Rewrite the items between the line holding "Note: spot the child" and the line holding "(1191, 388)", inclusive, as a numbered list with blank lines omitted.

> **Raw records**:
_ _ _ _
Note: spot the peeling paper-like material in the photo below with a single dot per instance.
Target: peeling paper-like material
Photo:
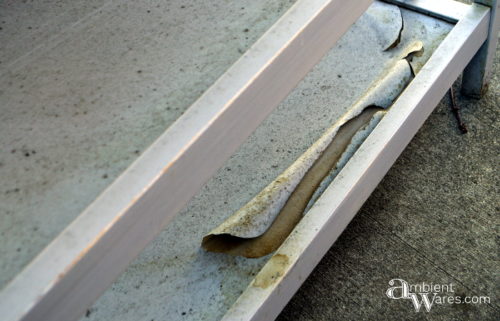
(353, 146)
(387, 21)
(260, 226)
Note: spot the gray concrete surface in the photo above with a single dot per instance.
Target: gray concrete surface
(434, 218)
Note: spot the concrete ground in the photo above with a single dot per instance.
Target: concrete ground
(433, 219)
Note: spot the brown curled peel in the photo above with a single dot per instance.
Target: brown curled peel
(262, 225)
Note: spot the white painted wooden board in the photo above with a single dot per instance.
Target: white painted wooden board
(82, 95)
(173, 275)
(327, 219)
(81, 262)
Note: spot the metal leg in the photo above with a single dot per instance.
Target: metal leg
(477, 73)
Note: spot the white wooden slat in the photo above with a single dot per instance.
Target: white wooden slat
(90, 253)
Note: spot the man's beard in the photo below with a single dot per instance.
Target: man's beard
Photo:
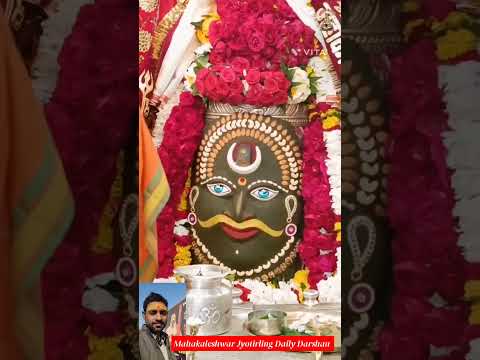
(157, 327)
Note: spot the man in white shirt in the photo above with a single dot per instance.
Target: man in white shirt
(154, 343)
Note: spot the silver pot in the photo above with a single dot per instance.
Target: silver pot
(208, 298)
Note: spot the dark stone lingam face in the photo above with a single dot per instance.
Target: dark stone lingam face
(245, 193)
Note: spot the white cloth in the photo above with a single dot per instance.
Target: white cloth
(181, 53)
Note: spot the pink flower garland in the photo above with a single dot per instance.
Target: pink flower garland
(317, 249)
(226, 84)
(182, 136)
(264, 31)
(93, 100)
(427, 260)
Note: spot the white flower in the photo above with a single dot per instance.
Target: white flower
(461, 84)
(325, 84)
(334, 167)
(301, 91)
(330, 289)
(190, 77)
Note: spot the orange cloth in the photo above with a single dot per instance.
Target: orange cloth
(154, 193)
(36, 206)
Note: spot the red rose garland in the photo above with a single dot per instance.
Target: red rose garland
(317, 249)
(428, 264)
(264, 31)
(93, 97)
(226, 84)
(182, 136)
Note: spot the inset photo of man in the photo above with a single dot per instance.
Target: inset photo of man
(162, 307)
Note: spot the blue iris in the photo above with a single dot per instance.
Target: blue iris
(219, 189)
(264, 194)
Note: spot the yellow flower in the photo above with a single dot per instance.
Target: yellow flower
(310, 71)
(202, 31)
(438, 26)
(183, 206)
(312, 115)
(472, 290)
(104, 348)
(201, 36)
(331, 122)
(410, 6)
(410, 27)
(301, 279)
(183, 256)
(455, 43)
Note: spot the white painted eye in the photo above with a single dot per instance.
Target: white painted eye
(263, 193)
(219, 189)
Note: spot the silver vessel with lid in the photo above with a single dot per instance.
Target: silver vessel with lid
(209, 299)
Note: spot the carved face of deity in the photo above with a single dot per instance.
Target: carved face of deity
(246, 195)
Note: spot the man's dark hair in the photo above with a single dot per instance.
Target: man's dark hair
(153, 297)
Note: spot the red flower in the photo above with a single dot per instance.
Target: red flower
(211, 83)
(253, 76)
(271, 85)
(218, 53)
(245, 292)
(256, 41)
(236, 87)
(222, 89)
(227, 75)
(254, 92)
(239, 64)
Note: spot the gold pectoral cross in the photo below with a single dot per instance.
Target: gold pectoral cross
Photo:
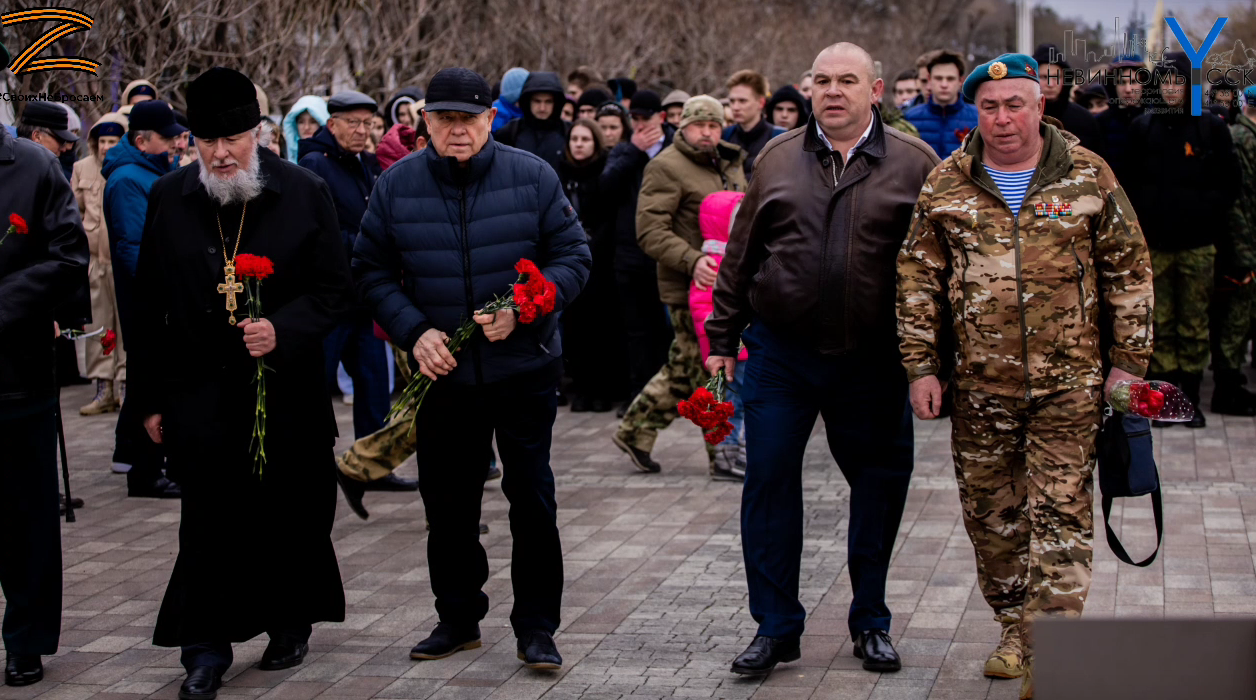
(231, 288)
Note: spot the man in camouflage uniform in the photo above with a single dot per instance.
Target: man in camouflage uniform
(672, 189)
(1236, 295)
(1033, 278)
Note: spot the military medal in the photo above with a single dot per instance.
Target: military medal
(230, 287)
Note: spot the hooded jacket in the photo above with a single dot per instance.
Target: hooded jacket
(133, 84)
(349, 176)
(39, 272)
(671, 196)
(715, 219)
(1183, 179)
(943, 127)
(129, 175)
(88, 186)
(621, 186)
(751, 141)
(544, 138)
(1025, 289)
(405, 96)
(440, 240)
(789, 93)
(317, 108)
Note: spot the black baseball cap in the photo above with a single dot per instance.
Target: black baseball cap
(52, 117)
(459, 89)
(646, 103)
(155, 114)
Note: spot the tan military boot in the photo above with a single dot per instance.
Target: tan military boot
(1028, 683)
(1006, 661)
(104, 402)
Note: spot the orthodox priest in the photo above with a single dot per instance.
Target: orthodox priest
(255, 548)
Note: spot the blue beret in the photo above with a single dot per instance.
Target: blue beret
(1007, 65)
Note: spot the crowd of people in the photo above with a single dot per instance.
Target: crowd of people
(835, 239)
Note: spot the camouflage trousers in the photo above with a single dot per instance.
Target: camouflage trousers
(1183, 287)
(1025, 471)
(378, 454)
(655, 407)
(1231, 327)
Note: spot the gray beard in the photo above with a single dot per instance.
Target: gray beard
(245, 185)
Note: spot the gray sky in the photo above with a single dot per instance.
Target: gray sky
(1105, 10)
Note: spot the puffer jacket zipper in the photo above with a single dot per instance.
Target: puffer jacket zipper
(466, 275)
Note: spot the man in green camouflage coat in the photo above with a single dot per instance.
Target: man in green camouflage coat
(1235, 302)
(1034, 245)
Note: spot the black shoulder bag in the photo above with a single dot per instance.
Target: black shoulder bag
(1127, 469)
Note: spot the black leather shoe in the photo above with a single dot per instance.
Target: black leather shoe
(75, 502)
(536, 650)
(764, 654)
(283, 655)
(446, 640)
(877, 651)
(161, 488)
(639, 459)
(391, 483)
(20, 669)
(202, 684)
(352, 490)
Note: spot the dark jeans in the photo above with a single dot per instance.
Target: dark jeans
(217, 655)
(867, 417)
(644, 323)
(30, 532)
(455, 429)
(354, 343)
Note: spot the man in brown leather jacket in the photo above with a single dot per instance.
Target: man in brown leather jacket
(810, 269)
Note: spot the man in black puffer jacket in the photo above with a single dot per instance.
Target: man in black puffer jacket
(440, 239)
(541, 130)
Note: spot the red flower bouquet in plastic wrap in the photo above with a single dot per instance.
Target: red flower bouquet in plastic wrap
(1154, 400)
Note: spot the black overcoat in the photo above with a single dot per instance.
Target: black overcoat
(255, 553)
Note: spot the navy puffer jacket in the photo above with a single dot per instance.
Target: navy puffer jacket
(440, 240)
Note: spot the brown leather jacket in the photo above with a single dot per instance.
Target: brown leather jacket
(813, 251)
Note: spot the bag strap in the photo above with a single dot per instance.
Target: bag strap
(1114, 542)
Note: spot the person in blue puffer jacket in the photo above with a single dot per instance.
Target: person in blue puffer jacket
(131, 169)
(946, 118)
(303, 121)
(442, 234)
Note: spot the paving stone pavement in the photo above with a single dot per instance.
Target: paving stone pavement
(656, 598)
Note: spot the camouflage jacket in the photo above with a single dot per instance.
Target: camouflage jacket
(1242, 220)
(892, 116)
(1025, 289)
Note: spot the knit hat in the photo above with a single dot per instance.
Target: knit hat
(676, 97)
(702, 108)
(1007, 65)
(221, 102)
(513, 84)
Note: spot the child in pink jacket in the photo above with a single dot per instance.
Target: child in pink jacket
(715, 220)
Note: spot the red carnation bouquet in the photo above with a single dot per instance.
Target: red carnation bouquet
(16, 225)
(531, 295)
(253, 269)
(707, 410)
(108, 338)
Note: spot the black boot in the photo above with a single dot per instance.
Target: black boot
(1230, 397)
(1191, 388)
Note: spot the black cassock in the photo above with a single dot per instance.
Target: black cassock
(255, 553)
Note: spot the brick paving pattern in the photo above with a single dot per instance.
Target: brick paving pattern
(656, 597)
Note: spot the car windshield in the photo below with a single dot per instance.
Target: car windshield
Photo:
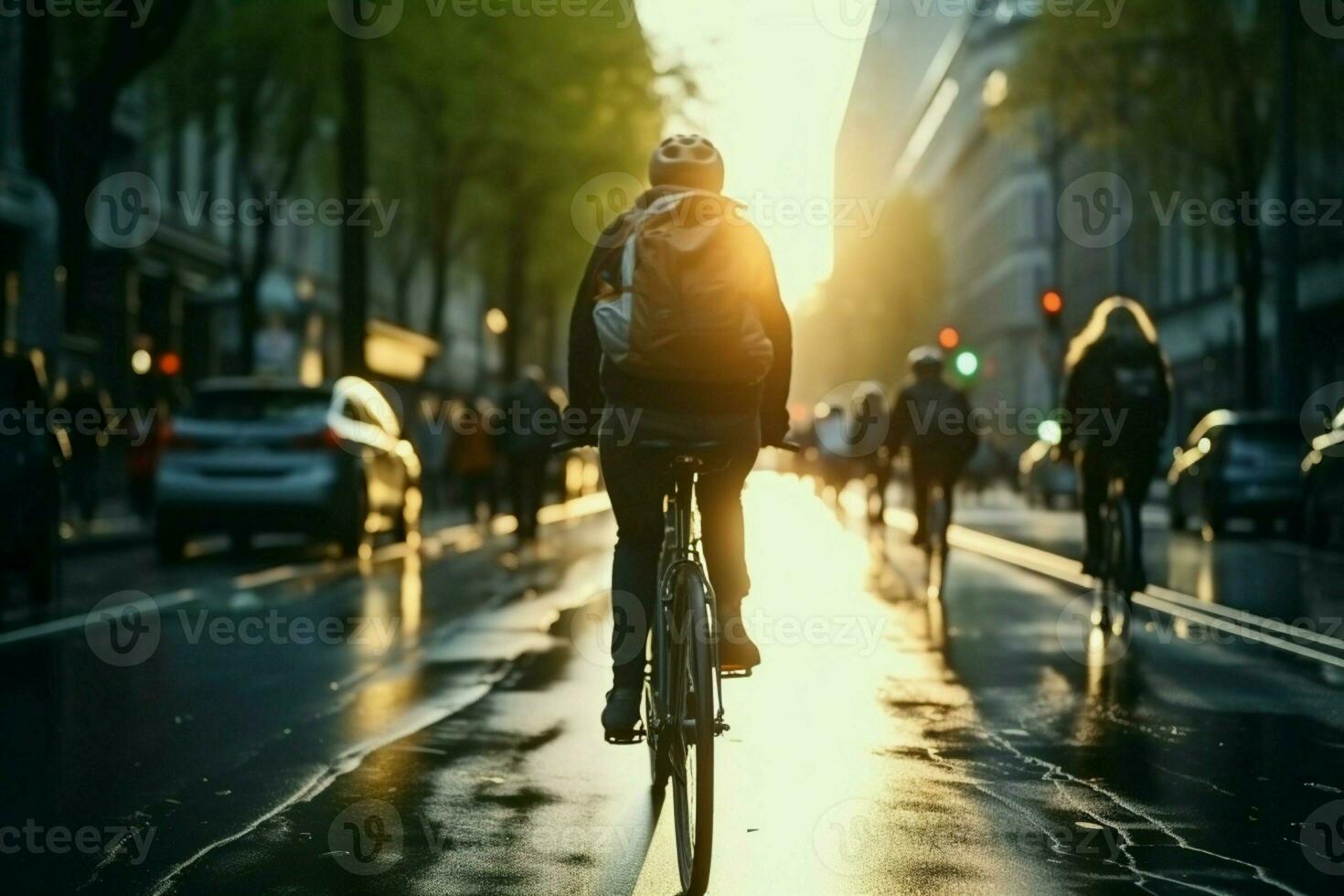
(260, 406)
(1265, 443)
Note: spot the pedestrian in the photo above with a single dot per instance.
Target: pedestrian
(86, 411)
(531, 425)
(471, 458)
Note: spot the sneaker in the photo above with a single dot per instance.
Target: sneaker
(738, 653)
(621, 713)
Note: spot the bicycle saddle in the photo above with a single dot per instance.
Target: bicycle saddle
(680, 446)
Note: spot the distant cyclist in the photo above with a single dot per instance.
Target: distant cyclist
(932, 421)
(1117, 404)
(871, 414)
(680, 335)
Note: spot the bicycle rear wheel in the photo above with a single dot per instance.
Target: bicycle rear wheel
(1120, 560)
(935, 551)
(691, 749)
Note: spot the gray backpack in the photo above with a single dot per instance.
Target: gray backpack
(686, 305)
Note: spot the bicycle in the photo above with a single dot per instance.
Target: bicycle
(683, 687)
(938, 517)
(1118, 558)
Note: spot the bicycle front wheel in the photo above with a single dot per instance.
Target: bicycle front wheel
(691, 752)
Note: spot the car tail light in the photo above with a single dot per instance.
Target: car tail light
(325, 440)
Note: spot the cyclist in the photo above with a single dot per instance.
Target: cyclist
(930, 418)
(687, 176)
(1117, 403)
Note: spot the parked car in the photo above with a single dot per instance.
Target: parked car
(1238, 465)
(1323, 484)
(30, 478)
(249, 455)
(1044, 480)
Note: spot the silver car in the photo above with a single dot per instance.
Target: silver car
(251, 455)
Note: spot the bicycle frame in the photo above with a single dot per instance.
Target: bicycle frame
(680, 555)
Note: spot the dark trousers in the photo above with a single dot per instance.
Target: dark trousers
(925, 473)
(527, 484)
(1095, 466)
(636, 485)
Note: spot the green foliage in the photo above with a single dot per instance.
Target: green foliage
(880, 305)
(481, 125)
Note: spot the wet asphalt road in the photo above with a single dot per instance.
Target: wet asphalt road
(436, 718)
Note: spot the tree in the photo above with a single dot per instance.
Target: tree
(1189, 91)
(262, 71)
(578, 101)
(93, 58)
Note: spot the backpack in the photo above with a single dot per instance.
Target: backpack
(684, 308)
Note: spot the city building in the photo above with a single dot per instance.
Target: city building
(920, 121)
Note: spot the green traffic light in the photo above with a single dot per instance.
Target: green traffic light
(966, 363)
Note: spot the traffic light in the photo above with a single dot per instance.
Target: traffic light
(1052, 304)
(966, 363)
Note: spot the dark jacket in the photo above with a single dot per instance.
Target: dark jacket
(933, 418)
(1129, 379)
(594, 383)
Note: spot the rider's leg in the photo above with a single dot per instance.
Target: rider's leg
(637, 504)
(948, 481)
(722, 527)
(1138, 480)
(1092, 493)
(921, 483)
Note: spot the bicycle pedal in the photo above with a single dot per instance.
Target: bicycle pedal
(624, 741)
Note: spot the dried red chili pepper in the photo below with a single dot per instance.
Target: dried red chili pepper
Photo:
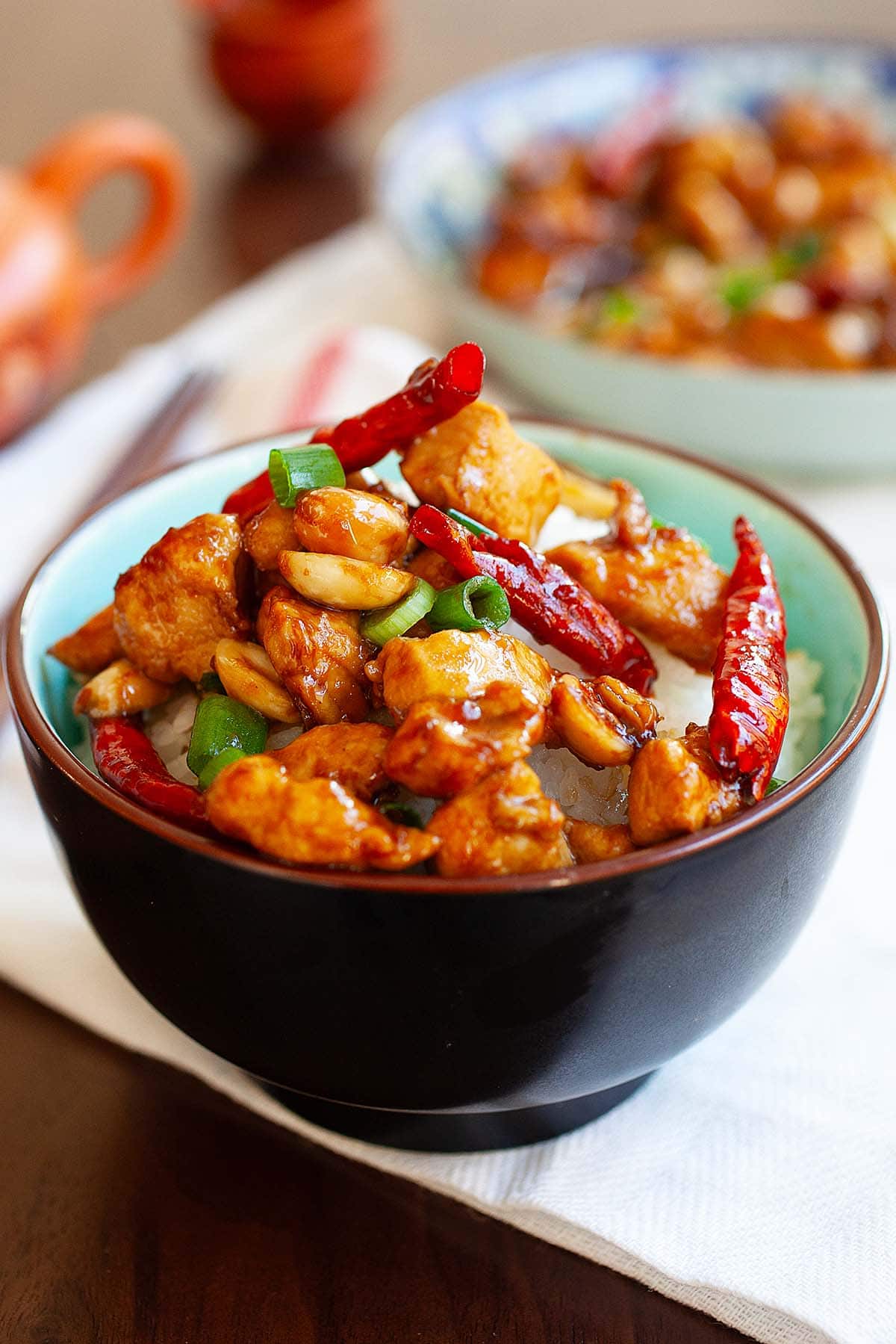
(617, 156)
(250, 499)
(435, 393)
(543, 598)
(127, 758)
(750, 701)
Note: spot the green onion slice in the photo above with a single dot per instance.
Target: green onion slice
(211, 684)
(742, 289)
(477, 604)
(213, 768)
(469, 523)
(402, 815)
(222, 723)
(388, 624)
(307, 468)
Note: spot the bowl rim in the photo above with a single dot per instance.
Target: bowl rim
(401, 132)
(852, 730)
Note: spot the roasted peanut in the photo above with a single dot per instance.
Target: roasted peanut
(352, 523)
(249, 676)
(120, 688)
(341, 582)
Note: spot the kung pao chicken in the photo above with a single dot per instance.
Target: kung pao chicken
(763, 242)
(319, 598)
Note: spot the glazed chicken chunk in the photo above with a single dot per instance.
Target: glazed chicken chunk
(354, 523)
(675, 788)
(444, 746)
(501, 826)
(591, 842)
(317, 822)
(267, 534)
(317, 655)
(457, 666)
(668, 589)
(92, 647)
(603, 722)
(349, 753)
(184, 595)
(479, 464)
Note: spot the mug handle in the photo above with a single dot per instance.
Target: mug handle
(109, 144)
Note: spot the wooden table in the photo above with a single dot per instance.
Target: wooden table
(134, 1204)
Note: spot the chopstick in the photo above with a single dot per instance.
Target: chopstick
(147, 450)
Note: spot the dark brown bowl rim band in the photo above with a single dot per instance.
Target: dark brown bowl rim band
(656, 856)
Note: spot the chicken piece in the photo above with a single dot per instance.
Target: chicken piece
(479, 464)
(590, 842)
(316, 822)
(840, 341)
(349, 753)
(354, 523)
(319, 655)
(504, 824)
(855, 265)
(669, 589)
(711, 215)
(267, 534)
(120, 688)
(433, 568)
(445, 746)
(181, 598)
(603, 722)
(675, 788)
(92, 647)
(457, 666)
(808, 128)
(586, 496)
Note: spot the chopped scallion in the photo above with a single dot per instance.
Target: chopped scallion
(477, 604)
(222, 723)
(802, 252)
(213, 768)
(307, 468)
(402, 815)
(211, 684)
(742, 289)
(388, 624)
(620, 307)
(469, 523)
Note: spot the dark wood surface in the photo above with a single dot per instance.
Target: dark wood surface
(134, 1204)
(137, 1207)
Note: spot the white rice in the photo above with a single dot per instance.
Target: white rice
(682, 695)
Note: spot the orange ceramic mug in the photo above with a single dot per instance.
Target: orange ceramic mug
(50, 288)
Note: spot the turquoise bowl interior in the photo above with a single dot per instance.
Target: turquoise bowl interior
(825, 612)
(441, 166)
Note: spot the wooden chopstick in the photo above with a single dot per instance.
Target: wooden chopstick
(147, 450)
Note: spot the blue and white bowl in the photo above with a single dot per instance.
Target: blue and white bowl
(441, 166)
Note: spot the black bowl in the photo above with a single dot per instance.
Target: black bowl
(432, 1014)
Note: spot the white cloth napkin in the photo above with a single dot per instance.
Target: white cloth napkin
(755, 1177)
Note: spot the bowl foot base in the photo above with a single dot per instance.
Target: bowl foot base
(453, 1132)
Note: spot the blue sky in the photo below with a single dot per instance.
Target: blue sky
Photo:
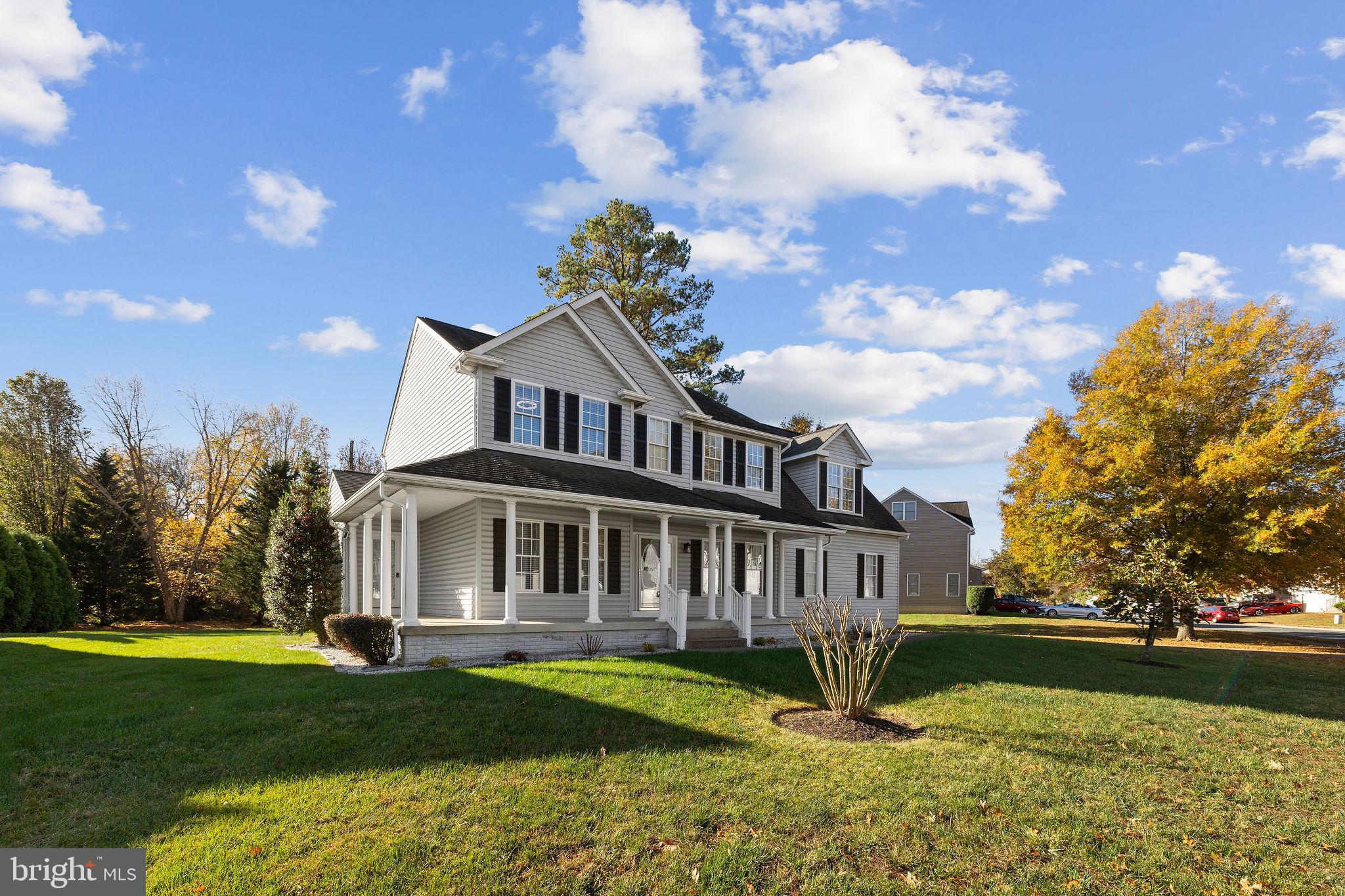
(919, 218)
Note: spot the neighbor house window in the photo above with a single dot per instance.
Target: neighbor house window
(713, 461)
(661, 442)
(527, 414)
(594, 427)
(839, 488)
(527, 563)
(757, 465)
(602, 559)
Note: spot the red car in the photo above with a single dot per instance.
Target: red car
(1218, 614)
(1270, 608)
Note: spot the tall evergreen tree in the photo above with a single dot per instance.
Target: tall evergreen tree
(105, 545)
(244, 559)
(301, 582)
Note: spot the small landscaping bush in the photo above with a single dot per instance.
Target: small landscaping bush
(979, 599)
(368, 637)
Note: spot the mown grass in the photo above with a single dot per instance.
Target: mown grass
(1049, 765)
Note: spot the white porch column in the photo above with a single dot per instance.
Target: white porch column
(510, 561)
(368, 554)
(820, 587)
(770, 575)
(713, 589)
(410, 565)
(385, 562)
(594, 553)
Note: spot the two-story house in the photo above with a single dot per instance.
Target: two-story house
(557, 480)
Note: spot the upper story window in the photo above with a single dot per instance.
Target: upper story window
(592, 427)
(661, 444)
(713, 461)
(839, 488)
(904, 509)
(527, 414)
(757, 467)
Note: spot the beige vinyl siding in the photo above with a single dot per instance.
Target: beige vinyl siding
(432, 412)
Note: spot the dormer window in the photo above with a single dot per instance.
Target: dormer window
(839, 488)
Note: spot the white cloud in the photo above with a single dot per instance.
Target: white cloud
_ _ _ _
> **Solution to the exercise**:
1. Note: spot the child in pink jacket in the photo above with a single dot per instance.
2. Target: child in pink jacket
3. (715, 220)
4. Note: spot the red carnation bouquet in the photo above with a single dot per instance.
5. Target: red carnation bouquet
6. (16, 225)
7. (531, 295)
8. (253, 269)
9. (707, 410)
10. (108, 338)
11. Note: spot the black boot in the photo above with a single dot per instance.
12. Target: black boot
13. (1230, 397)
14. (1191, 388)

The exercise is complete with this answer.